--- START ---
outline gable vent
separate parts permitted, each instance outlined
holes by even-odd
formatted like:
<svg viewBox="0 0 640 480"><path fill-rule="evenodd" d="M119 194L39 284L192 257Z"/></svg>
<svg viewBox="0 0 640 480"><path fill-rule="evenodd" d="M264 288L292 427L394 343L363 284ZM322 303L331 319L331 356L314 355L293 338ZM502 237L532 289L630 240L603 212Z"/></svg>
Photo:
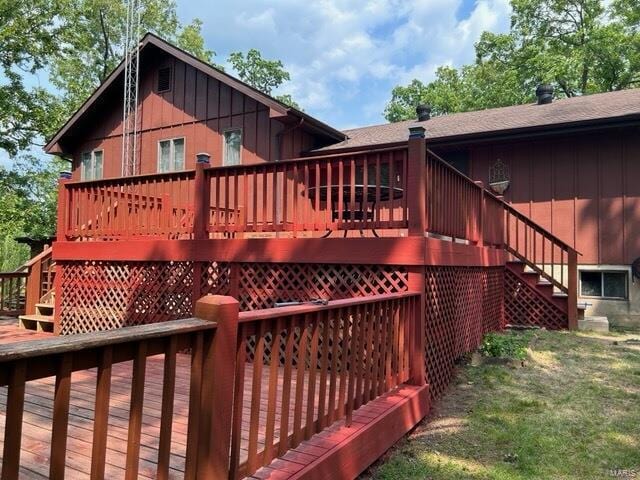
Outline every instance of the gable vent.
<svg viewBox="0 0 640 480"><path fill-rule="evenodd" d="M171 90L171 67L165 67L158 70L158 84L156 91L168 92Z"/></svg>

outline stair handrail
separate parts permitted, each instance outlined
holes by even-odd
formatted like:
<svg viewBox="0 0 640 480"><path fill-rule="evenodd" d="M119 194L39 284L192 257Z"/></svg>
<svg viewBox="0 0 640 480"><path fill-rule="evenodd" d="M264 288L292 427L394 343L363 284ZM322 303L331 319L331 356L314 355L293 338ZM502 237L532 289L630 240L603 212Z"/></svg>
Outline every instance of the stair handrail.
--- END ---
Exercise description:
Please report every line among the entries that includes "handrail".

Response to the task:
outline stair handrail
Outline every instance of the stair handrail.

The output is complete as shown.